▶ **Excerpt provided**:
On Wed, 2018-04-04 at 10:04 +0100, Mark Rutland wrote:
> On Fri, Mar 30, 2018 at 04:08:12PM +0800, Ji.Zhang wrote:
> > On Wed, 2018-03-28 at 11:12 +0100, Mark Rutland wrote:
> > > On Wed, Mar 28, 2018 at 05:33:32PM +0800, Ji.Zhang wrote:
> > > 
> > > I'm very much not keen on this.
> > > 
> > > I think that if we're going to do this, the only sane way to do it is to
> > > have unwind_frame() verify the current fp against the previous one, and
> > > verify that we have some strict nesting of stacks. Generally, that means
> > > we can go:
> > > 
> > >   overflow -> irq -> task
> > > 
> > > ... though I'm not sure what to do about the SDEI stack vs the overflow
> > > stack.
> > Actually I have had the fp check in unwind_frame(), but since I use the
> > in_entry_text() to determine if stack spans, and I did not want to
> > include traps.h in stacktrace.c, so I move the check out to
> > dump_backtrace.
> > Anyway, It seems that the key point is how should we verify that there
> > are some nesting of stacks. Since in unwind_frame() we already have the
> > previous fp and current fp, could we assume that if these two fps are
> > NOT belong to the same stack, there should be stack spans (no matter
> > task->irq, or irq->overflow, etc), and we can do the tricky to bypass
> > the fp check.The sample of the prosal just like:
> 
> Unfortuantely, this still allows for loops, like task -> irq -> task, so
> I think if we're going to try to fix this, we must define a nesting
> order and check against that.

▶ **Written request 1**:
In the mailing-list excerpt on stack unwinding, what loop does Mark Rutland say the proposal still allows?
▶ **Written request 2**:
Continue the mailing-list excerpt on stack unwinding with the next part of the thread.

▶ **Raw data**:
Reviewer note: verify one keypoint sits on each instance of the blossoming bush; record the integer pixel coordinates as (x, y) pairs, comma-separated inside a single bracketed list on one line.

▶ **Exercise output 1**:
It still allows a loop such as task -> irq -> task.

▶ **Exercise output 2**:
Yes, I see where the loop is, I have missed that the loop may cross
different stacks.
Define a nesting order and check against is a good idea, and it can
resolve the issue exactly, but as you mentioned before, we have no idea
how to handle with overflow and sdei stack, and the nesting order is
strongly related with the scenario of the stack, which means if someday
we add another stack, we should consider the relationship of the new
stack with other stacks. From the perspective of your experts, is that
suitable for doing this in unwind?

Or could we just find some way easier but not so accurate, eg.
Proposal 1: 
When we do unwind and detect that the stack spans, record the last fp of
previous stack and next time if we get into the same stack, compare it
with that last fp, the new fp should still smaller than last fp, or
there should be potential loop.
For example, when we unwind from irq to task, we record the last fp in
irq stack such as last_irq_fp, and if it unwind task stack back to irq
stack, no matter if it is the same irq stack with previous, just let it
go and compare the new irq fp with last_irq_fp, although the process may
be wrong since from task stack it could not unwind to irq stack, but the
whole process will eventually stop.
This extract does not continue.